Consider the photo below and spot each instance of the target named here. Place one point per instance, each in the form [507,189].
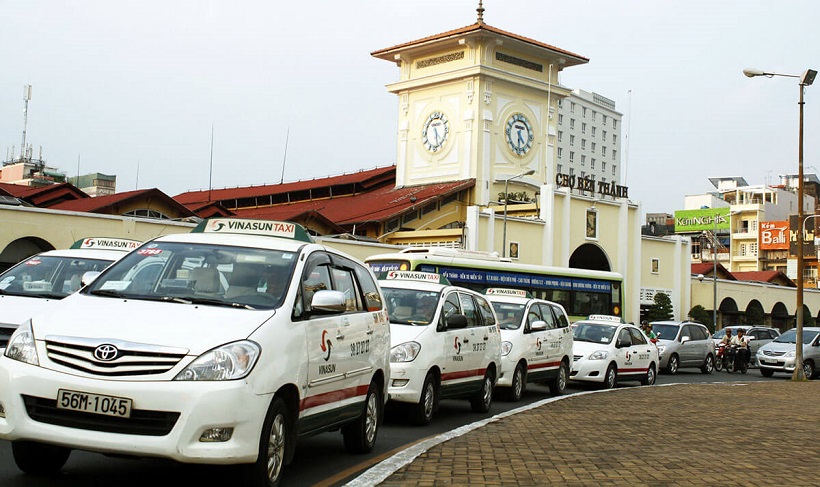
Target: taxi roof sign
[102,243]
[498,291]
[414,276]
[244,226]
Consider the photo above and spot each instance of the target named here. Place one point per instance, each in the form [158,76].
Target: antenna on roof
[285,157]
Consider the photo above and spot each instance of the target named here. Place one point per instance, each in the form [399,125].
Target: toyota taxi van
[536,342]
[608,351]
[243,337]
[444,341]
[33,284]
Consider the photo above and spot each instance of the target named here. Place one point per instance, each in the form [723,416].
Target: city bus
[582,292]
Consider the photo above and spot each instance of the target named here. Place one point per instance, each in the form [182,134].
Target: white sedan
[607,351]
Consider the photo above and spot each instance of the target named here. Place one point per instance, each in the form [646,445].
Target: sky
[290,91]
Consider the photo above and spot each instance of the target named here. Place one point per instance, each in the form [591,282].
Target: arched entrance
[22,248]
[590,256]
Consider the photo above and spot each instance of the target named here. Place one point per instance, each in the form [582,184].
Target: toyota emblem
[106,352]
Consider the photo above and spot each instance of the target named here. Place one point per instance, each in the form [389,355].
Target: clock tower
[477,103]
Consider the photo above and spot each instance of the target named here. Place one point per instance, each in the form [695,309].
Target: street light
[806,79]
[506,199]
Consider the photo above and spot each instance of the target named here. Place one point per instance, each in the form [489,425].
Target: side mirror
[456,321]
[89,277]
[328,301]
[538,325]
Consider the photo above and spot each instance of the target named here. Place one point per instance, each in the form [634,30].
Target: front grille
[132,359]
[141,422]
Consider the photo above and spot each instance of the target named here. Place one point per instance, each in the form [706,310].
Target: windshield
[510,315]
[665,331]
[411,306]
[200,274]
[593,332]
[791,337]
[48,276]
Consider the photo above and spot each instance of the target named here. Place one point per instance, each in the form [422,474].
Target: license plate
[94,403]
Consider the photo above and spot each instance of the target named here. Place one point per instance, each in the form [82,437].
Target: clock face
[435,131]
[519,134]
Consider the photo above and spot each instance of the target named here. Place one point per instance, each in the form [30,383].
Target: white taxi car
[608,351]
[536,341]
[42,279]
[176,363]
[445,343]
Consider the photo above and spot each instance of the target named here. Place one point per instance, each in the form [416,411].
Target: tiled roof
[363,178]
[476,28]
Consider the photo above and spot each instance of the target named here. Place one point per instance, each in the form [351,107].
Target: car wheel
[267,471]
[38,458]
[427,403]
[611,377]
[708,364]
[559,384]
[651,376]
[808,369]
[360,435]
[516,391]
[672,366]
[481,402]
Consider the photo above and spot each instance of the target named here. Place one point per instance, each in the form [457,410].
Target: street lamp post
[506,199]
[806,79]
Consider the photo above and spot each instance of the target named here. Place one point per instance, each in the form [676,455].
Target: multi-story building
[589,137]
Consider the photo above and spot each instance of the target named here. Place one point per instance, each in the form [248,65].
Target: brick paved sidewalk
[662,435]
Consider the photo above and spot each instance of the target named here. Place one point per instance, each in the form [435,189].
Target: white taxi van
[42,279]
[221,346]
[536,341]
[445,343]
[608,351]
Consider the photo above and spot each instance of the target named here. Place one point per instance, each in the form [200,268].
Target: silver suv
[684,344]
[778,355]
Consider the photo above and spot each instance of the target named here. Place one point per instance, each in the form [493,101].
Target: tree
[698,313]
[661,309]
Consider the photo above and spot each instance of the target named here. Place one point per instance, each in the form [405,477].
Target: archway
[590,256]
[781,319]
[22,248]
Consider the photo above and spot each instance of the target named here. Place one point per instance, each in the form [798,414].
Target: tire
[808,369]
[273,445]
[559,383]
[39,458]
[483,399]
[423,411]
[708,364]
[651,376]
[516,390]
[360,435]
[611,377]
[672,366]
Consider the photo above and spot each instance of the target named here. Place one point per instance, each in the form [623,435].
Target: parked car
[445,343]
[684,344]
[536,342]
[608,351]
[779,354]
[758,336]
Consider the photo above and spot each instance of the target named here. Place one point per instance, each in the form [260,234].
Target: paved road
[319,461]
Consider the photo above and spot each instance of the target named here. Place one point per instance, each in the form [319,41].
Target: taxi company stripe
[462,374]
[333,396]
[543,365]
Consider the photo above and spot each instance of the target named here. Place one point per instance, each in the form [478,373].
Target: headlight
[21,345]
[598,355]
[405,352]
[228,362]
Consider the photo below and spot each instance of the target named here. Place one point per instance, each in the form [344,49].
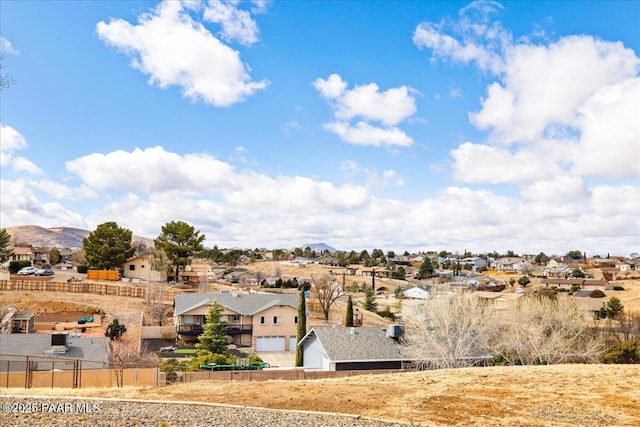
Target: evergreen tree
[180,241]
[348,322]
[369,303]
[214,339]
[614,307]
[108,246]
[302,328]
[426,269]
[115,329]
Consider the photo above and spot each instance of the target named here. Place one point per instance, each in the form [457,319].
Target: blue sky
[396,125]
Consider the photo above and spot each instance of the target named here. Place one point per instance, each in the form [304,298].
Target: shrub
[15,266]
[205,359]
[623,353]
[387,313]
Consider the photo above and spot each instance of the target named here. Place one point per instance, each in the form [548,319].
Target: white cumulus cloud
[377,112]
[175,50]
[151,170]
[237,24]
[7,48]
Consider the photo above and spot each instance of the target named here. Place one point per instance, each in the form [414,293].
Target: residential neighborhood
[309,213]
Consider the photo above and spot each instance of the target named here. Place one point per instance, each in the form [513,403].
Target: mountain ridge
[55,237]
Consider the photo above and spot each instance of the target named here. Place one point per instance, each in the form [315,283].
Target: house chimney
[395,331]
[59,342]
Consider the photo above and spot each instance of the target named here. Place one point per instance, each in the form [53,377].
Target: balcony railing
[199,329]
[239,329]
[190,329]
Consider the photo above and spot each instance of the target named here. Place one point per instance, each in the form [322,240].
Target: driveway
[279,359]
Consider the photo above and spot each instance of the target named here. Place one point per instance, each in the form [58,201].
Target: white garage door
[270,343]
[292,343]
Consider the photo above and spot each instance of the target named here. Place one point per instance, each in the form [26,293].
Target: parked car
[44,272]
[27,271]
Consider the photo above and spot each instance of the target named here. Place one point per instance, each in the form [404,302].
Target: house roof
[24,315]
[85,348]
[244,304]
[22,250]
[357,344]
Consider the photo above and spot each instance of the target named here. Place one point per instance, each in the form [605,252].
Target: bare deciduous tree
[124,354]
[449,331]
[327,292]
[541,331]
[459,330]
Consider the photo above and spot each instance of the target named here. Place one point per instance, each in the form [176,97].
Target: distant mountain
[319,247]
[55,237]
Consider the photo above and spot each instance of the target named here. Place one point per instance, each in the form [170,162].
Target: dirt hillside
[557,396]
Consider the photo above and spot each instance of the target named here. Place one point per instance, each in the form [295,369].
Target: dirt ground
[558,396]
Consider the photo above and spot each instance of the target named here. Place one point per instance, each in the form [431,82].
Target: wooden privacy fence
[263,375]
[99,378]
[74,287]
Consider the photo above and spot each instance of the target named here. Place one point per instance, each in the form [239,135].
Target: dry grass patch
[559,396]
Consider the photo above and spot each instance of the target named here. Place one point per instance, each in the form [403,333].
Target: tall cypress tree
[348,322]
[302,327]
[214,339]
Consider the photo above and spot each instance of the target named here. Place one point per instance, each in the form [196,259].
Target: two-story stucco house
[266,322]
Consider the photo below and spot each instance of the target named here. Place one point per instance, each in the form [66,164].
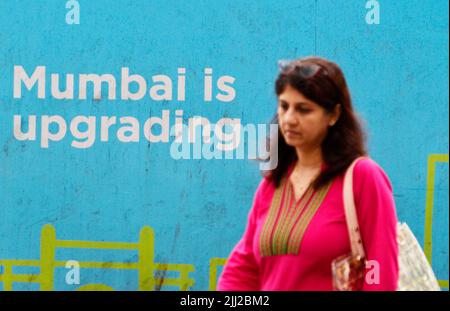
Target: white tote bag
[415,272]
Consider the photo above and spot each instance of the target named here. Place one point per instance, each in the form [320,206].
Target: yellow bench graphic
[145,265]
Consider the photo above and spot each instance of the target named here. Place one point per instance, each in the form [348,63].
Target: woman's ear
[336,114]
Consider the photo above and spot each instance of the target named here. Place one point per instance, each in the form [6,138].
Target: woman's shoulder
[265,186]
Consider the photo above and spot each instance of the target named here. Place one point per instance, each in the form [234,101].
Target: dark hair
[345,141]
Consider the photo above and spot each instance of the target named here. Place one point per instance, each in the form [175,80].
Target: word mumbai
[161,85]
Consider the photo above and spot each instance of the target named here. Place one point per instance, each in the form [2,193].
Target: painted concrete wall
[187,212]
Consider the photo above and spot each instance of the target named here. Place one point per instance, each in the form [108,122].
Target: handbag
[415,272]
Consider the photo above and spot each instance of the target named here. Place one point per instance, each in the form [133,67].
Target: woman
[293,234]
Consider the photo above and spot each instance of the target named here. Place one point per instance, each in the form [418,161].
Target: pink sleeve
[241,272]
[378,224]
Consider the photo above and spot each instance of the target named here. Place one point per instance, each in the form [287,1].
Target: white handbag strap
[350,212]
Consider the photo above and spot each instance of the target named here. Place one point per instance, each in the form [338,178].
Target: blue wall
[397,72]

* * *

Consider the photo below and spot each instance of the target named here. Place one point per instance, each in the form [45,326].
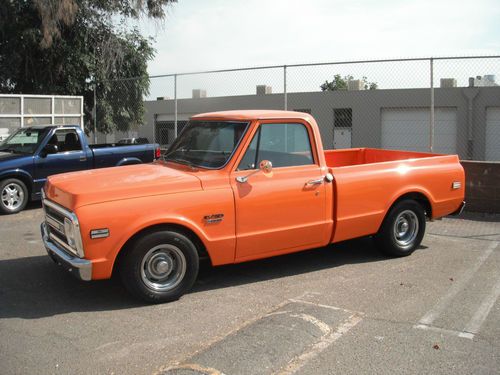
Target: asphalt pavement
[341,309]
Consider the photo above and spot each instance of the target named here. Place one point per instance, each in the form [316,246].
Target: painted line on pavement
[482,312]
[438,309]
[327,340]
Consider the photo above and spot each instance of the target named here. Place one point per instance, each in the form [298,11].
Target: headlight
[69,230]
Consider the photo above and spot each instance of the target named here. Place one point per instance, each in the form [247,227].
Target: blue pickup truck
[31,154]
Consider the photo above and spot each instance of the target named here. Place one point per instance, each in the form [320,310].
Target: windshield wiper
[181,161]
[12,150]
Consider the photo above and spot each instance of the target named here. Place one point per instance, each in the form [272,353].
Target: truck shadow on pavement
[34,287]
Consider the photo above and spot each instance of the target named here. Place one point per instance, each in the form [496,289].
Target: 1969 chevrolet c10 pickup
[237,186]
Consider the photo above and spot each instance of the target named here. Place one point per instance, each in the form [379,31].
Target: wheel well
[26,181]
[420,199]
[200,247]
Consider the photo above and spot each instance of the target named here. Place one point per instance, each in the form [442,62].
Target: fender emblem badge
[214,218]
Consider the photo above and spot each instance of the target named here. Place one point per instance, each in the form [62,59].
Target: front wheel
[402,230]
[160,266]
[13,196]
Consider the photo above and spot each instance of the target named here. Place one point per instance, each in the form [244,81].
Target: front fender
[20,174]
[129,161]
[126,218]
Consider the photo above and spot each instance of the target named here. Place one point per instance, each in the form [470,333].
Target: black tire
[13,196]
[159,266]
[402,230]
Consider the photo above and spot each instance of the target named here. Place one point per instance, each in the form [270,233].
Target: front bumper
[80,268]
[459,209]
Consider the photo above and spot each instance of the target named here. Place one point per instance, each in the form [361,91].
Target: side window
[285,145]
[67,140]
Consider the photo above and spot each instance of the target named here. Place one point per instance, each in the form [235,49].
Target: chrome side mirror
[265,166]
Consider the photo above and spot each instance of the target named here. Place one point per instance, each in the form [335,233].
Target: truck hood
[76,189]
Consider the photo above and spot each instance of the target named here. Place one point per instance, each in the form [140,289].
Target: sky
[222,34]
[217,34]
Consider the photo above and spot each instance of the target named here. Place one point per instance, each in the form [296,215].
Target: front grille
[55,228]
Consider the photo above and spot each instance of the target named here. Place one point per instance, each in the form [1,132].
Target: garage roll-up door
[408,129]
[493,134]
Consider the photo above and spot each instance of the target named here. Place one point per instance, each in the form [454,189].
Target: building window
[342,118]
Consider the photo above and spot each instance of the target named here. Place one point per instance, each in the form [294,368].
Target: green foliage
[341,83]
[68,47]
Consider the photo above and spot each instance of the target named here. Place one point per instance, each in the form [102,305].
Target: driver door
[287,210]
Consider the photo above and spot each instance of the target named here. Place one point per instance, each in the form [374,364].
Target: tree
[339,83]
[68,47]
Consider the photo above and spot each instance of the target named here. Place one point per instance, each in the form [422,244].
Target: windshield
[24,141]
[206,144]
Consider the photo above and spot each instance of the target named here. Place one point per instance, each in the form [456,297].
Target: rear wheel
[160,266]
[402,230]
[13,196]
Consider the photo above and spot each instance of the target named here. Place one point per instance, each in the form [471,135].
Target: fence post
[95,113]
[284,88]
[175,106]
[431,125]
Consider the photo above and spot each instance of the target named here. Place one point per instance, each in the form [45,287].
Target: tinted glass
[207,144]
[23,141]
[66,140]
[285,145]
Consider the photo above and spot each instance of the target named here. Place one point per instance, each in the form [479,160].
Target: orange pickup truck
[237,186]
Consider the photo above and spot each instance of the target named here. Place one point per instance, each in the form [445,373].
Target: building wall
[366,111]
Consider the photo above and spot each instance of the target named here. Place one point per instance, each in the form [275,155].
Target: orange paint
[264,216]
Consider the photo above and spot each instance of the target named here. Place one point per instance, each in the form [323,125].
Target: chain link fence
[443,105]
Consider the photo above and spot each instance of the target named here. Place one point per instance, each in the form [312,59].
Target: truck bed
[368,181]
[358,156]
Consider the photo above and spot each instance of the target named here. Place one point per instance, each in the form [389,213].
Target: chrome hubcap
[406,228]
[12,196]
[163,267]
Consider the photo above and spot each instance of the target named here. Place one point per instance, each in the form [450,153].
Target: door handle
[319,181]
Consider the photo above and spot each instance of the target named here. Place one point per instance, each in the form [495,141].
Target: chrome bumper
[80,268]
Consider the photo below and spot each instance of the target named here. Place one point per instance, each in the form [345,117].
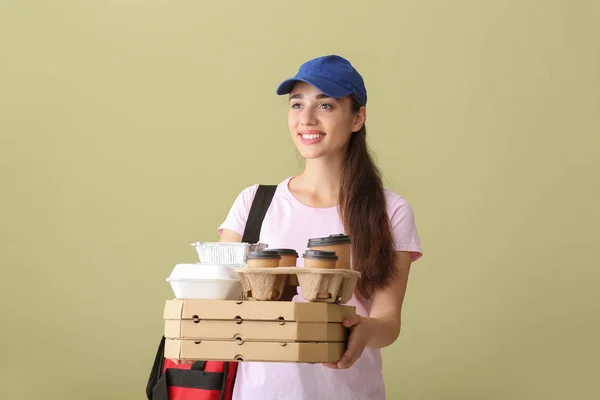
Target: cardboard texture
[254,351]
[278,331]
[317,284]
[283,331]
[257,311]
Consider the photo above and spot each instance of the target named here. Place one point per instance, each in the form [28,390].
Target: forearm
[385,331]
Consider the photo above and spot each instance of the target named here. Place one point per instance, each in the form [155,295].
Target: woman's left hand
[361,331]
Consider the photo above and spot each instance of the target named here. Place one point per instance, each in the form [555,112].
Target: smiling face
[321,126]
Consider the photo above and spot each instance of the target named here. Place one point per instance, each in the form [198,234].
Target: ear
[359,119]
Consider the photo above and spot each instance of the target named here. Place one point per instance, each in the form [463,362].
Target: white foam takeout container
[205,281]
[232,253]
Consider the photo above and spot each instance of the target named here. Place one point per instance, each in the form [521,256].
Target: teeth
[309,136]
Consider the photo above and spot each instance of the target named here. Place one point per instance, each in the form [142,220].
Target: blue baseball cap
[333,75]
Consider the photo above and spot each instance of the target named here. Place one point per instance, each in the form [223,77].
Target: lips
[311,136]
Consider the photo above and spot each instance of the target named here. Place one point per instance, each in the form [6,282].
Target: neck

--

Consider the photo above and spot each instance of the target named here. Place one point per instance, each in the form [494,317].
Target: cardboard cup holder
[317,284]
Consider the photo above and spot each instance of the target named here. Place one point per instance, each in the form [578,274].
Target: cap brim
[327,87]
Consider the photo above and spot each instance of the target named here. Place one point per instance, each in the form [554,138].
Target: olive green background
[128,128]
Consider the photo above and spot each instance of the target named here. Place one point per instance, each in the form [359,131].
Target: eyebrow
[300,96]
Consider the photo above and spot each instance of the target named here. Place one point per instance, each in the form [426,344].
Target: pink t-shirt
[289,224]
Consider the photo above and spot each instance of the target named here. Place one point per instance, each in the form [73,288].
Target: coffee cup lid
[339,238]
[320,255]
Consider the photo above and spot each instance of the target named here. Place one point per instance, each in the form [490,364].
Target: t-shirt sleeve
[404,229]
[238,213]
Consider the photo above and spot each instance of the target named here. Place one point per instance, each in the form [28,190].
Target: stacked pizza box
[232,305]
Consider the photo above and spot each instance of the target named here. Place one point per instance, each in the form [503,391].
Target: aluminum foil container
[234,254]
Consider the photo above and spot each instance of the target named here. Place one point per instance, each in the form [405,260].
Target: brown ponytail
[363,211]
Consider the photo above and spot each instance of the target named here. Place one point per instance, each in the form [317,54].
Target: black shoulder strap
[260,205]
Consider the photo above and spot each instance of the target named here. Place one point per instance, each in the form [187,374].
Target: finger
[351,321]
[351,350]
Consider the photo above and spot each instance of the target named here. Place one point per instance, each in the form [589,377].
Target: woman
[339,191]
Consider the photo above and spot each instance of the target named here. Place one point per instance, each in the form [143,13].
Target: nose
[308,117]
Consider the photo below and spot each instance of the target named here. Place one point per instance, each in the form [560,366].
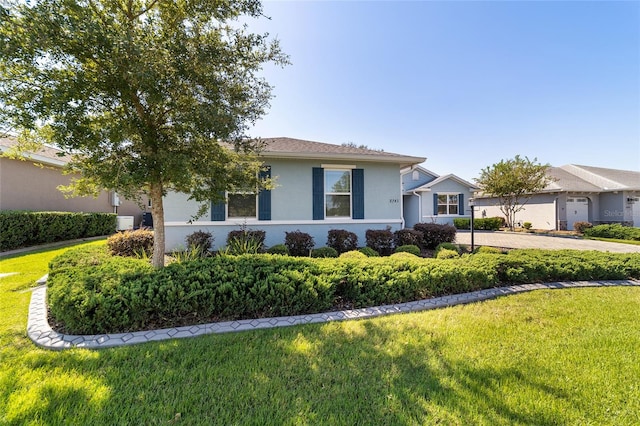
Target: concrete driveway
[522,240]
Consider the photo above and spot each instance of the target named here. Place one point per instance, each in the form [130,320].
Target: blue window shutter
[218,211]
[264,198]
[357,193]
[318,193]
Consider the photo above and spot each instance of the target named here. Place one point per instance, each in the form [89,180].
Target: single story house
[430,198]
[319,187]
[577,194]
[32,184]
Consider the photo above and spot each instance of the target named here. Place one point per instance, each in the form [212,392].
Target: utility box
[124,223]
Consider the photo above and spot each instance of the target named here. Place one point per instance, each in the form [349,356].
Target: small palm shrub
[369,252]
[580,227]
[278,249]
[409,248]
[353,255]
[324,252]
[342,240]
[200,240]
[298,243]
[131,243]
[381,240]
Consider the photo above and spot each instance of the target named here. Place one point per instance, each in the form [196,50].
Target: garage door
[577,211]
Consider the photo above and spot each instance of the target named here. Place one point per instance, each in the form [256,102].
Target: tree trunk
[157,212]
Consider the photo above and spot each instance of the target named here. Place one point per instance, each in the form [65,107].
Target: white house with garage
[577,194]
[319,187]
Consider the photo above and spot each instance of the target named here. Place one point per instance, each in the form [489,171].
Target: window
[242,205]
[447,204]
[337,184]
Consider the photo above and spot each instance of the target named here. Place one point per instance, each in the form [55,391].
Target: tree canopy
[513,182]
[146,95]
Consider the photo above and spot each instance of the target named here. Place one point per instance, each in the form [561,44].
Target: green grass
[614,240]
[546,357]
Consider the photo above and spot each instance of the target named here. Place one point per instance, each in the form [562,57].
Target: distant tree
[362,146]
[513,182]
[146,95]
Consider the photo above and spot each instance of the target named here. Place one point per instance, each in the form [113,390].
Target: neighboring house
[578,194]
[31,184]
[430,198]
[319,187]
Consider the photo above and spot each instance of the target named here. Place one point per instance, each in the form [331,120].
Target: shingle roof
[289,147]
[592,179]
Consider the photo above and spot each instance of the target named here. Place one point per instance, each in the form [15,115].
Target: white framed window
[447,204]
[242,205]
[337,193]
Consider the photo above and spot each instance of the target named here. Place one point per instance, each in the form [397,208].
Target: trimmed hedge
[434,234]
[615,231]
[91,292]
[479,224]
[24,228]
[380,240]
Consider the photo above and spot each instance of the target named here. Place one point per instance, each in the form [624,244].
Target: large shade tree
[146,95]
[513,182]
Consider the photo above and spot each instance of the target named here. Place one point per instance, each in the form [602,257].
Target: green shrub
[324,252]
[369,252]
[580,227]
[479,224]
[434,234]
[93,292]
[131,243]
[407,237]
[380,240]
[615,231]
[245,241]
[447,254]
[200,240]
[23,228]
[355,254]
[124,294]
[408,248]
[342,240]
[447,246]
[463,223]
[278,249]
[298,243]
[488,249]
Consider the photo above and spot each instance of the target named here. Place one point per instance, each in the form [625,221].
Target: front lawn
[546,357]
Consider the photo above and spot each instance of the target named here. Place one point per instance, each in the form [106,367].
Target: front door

Problem statement :: What are the lines, exactly as written above, from the line with "the form [495,141]." to the line with "the form [345,117].", both included? Output only those.

Your solution ::
Consider the photo above and spot each instance of the target named here. Place one point per instance, each in the form [495,141].
Target: chrome bumper
[80,268]
Consider the photo below and spot each instance of the target named here. Place one point per instance, each in the form [345,117].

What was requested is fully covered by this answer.